╭──

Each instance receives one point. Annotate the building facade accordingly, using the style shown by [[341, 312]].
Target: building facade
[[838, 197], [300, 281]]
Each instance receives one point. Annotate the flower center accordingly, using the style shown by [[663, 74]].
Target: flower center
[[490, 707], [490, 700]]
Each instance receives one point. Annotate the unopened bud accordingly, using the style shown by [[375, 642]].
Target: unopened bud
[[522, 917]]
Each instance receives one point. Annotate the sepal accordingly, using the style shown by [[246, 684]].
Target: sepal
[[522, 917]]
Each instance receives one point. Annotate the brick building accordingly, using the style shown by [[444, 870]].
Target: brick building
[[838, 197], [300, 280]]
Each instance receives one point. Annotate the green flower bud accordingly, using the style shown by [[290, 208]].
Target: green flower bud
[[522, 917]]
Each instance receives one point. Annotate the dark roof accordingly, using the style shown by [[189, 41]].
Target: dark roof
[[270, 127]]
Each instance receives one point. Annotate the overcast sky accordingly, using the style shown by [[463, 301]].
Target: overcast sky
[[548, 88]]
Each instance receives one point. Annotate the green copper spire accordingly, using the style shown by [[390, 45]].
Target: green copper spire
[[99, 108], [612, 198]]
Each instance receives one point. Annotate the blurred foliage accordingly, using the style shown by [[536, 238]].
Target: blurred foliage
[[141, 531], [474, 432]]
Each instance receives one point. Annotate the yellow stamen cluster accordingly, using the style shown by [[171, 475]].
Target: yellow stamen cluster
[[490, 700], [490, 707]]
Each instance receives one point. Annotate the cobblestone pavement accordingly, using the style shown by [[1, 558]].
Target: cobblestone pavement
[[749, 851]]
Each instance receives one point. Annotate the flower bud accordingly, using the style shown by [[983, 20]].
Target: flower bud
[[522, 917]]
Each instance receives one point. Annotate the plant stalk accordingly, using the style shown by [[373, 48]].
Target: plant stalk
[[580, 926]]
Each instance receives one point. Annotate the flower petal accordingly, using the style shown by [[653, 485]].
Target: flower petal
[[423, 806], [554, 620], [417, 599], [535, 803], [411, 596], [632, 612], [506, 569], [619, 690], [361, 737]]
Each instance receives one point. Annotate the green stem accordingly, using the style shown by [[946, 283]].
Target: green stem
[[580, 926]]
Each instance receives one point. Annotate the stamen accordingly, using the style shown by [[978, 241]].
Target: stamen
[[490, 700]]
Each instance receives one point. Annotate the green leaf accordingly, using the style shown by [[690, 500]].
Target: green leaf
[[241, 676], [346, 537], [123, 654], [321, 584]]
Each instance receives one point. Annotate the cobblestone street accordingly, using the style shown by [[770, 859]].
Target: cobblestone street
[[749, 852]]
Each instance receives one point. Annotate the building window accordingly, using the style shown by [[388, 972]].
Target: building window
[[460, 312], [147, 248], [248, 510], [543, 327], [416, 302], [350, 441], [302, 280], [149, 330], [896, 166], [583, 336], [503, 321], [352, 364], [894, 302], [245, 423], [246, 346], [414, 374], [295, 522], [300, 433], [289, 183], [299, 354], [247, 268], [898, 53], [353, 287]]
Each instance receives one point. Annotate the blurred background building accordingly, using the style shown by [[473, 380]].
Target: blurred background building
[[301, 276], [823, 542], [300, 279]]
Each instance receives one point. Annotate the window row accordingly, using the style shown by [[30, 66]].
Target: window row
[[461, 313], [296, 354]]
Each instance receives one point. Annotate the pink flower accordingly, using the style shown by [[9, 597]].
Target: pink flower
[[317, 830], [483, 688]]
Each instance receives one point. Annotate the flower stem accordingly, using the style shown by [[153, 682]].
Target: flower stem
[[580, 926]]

╰──

# Stated exercise
Rewrite every row above, replacing "Annotate" with "Mark" and leaving everything else unchanged.

# Task solution
Each instance receives one point. Mark the building facade accordingly, using the style shown by [[341, 312]].
Target: building facade
[[838, 197], [300, 281]]
Each instance receives one point. Mark the flower center accordingly, using the style shown by [[663, 74]].
Target: flower center
[[490, 707], [490, 700]]
Each instance receives one point. Mark the unopened bud accordingly, using the style shown by [[375, 642]].
Target: unopened bud
[[522, 917]]
Each instance receives one point. Mark the sepal accordingly, using the style shown by [[246, 684]].
Target: sepal
[[522, 917]]
Each instance receives one point. Mark the brick building accordingly, using the style shown by [[444, 870]].
Target: brick building
[[838, 197], [300, 280]]
Each instance receives one point. Mark the green flower bud accordingly, using the style shown by [[290, 208]].
Target: green flower bud
[[522, 917]]
Each instance receives one point. Mark the dark roof accordingly, using the style shown by [[189, 41]].
Target: dark roof
[[270, 127]]
Each instance receives one point. Mark the overcast sky accordingly, using the style shown by [[463, 301]].
Target: overcast sky
[[548, 88]]
Each instance receives one point. Mark the green copper spire accordingly, using the style shown by [[390, 45]].
Target: green copper spire
[[99, 108], [612, 198]]
Each instance receives one point. Mark the blurred foliage accordingly, using the style shown by [[536, 238]].
Target: blurred foliage
[[141, 531], [474, 432]]
Each instance receives one point. Mark the yellow stamen cluster accordingly, using the style shown by [[171, 475]].
Target: yellow stamen cluster
[[490, 700], [490, 707]]
Each instance receives one point. Mark the cobblestone pavement accordingly, using the style shown by [[1, 558]].
Target: cobblestone pavement
[[749, 851]]
Each instance receives one point. Mark the flower bud accordingly, using the style shown by [[983, 20]].
Target: flower bud
[[522, 917]]
Each instance receives one point. Mark the plant stalk accordingly, using the style shown by [[373, 48]].
Target: plant stalk
[[580, 926]]
Each instance receives one point. Mark the flower petal accordingly, using the style shown by [[653, 485]].
Target: flower petal
[[423, 806], [554, 620], [417, 599], [535, 803], [411, 596], [632, 612], [506, 569], [619, 690], [361, 737]]
Each instance receives one point. Mark the green stem accordingly, using the style shown by [[946, 283]].
Target: green stem
[[580, 926]]
Each instance receives one point. Mark the stamen accordingly, using the style shown by [[978, 241]].
Target: stamen
[[490, 700]]
Each instance receives one point. Mark the green leaf accordingly, using the style shown by [[690, 500]].
Target: green leaf
[[241, 676], [346, 537], [123, 654], [321, 584]]
Each instance receives one point. Mark the cobblestone street accordingly, using the style shown by [[770, 859]].
Target: cobblestone street
[[749, 852]]
Each instance receives one point. Mark the building window accordingly, using the style shown by [[388, 972]].
Target: building window
[[460, 312], [147, 248], [248, 510], [543, 327], [416, 302], [350, 441], [302, 280], [149, 330], [896, 166], [583, 336], [503, 321], [352, 364], [894, 302], [245, 423], [246, 346], [414, 374], [295, 522], [300, 433], [289, 183], [299, 354], [247, 268], [898, 53], [353, 287]]
Each instance receives one point. Mark the blurred background building accordingly, using the style shown by [[473, 380]].
Target: blurred background building
[[301, 276], [823, 542], [300, 279]]
Each instance receives one point. Mark the window row accordingly, using the style shown by [[30, 66]].
Target: window row
[[461, 313], [296, 354]]
Each instance receives one point. Mark the pink flower accordingly, using the style shown by [[9, 597]].
Target: pink flower
[[317, 830], [483, 688]]
Each instance receives one point. Mark the flower stem accordingly, using the style shown by [[153, 682]].
Target: flower stem
[[580, 926]]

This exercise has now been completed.